** Saved entries **
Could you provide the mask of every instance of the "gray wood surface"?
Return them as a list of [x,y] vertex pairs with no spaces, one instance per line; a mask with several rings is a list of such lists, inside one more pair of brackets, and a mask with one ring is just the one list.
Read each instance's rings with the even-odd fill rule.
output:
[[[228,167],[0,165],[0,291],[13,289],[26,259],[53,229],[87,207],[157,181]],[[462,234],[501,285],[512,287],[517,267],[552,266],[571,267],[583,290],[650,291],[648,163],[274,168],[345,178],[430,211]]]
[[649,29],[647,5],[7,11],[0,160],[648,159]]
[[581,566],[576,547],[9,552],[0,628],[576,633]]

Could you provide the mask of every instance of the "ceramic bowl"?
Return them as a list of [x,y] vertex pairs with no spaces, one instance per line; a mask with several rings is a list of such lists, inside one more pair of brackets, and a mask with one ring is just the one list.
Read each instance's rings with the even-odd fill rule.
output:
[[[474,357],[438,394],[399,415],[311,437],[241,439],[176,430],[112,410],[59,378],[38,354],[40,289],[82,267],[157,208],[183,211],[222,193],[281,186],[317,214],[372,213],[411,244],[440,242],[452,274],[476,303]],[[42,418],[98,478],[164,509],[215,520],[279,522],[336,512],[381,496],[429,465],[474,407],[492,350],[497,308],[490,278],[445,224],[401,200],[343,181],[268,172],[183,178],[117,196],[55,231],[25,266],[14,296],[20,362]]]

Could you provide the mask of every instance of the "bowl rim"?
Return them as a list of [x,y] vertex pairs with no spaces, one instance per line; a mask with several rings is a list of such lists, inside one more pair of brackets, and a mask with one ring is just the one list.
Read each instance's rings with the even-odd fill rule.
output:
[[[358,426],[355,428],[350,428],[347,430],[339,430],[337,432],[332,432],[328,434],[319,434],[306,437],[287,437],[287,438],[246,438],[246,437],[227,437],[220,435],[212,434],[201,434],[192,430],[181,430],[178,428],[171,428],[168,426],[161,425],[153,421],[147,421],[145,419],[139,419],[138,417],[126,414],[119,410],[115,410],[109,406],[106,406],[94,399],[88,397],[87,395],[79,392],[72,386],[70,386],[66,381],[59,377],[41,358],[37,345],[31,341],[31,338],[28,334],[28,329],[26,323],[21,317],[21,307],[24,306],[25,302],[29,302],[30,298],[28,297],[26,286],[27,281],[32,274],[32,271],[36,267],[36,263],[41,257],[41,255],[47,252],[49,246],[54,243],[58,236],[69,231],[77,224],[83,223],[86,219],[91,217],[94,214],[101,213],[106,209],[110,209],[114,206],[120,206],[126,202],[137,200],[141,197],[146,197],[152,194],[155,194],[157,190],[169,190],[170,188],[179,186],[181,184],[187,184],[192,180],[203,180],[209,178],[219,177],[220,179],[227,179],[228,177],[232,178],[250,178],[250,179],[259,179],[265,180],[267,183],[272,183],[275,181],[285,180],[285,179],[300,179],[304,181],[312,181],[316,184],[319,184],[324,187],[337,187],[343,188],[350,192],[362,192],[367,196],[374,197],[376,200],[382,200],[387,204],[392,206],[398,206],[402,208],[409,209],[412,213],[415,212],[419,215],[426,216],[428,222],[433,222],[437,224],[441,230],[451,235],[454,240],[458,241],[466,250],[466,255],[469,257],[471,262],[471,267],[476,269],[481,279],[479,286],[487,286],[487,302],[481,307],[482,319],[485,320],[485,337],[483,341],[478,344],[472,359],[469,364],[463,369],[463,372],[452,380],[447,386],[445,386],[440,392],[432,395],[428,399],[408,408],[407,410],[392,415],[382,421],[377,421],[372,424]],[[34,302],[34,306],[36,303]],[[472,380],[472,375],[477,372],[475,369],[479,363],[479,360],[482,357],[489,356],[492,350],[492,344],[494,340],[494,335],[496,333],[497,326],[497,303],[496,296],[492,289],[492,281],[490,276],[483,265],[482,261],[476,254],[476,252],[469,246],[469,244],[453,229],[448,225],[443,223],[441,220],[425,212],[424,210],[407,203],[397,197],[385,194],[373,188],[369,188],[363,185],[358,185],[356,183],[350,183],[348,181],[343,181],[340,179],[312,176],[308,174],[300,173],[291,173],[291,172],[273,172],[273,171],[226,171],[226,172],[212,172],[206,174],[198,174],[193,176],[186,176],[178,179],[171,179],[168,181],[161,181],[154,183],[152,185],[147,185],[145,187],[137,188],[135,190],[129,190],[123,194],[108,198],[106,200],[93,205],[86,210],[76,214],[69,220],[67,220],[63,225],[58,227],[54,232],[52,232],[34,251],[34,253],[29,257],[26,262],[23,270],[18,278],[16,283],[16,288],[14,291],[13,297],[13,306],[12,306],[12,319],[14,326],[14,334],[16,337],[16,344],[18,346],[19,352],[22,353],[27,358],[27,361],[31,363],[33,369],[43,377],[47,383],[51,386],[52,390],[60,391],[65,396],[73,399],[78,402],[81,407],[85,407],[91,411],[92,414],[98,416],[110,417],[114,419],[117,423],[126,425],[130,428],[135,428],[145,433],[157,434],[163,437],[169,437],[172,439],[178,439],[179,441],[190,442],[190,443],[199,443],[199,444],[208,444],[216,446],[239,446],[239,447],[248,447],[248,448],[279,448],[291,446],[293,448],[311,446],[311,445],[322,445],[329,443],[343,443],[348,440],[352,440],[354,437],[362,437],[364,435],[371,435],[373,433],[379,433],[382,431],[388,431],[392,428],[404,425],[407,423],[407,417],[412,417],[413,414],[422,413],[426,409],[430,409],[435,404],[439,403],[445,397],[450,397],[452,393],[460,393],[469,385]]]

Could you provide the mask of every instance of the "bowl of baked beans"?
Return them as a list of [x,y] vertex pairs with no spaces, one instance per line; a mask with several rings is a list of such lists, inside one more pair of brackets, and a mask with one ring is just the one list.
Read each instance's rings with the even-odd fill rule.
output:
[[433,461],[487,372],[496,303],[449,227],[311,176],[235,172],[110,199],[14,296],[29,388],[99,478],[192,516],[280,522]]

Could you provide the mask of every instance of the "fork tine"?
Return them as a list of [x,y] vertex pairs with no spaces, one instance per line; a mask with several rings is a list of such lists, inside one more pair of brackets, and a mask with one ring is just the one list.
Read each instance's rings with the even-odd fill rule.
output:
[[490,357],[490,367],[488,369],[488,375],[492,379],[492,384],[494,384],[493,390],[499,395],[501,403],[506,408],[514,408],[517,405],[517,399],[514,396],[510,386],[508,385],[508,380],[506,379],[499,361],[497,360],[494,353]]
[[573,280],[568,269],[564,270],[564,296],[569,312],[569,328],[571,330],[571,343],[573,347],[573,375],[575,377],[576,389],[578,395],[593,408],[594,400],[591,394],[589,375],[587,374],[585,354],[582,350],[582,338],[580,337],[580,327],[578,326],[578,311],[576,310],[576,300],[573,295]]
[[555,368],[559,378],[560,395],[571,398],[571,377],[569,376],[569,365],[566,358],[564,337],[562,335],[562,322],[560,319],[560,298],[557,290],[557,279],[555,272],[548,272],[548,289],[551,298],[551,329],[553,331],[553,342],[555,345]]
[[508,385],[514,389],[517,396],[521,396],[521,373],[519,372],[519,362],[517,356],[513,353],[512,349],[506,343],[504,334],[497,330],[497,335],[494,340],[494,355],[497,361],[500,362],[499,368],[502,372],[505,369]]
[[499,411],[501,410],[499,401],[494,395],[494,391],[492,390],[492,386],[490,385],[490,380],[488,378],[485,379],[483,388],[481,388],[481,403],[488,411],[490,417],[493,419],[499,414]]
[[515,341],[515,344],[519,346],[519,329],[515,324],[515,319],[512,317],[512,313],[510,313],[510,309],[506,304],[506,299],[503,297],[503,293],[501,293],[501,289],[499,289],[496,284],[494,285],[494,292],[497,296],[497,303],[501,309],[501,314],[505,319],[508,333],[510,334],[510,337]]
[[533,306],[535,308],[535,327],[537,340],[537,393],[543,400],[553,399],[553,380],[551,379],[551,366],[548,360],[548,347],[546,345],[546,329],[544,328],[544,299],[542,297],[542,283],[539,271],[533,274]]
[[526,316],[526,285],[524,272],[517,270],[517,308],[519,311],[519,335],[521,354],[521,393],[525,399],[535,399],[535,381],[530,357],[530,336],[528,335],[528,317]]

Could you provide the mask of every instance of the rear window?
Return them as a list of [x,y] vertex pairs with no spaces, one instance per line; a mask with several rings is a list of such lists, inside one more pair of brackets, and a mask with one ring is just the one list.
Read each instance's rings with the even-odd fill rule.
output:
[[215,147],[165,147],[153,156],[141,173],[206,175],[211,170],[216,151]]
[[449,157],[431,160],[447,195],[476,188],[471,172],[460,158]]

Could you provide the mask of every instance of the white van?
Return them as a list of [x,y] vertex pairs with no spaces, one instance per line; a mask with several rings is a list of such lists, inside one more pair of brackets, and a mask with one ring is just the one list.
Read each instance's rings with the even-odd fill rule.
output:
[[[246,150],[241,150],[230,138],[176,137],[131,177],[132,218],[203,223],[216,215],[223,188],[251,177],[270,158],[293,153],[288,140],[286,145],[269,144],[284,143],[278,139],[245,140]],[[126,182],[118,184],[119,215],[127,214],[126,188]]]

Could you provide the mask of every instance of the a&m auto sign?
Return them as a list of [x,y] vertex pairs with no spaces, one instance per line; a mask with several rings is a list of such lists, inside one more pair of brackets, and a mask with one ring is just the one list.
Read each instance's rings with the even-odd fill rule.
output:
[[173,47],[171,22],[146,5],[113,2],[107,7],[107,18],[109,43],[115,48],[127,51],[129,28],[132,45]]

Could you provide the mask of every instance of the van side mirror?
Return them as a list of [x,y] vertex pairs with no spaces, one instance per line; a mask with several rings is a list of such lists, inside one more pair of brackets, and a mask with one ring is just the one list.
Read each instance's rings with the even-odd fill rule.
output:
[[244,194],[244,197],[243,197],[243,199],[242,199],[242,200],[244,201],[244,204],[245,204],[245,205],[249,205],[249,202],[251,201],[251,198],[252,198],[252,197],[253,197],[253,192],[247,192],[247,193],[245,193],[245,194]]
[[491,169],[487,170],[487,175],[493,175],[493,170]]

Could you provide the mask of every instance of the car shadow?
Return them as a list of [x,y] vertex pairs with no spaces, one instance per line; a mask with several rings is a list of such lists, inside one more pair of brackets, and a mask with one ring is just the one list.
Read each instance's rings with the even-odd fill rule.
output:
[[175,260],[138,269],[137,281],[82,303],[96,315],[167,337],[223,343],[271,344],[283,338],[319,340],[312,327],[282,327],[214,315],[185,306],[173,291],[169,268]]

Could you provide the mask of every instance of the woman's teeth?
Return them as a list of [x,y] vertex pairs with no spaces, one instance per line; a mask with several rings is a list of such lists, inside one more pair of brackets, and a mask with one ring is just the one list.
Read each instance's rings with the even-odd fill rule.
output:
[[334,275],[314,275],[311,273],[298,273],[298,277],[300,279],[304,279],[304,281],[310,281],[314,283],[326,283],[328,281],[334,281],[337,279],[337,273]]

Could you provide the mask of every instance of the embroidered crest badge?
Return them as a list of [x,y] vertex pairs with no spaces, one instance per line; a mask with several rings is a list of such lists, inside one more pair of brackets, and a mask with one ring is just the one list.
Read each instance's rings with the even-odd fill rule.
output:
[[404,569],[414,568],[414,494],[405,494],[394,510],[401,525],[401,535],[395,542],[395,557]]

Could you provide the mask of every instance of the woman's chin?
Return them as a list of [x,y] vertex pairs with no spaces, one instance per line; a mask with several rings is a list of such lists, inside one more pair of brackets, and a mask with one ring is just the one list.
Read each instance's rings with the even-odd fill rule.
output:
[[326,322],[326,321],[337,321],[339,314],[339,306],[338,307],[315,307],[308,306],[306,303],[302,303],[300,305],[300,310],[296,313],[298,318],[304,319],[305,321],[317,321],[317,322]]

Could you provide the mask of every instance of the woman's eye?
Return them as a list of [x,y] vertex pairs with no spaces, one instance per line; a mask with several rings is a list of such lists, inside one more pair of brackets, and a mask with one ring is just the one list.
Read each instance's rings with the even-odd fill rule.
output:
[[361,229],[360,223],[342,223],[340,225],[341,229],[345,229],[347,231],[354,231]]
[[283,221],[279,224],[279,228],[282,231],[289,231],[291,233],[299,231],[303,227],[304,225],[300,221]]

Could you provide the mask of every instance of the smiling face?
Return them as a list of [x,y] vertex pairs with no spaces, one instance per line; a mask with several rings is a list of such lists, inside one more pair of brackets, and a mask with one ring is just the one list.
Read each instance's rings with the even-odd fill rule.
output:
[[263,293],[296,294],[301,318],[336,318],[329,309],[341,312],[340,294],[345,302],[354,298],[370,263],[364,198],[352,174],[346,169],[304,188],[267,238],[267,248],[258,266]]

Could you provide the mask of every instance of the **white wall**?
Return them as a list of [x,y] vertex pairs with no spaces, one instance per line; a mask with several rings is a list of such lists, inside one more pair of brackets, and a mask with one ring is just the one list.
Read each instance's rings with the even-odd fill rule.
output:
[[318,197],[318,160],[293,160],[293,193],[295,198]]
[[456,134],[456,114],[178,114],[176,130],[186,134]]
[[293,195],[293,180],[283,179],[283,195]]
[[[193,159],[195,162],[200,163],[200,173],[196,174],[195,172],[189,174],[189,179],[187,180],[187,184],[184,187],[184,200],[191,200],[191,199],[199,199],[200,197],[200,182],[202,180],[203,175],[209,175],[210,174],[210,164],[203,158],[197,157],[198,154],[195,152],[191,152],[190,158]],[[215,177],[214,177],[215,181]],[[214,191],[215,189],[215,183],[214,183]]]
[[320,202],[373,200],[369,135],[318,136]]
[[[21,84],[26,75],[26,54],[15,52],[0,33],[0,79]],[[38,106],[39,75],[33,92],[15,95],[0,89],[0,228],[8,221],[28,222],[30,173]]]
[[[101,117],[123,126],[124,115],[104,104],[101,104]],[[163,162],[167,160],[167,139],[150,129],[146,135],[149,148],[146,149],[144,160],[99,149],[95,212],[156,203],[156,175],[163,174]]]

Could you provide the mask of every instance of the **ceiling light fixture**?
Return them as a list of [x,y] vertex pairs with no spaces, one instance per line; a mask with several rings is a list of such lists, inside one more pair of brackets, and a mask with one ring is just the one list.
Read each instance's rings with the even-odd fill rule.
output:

** Task to complete **
How many lines of the data hold the string "woman"? Reply with the number alone.

** Task output **
3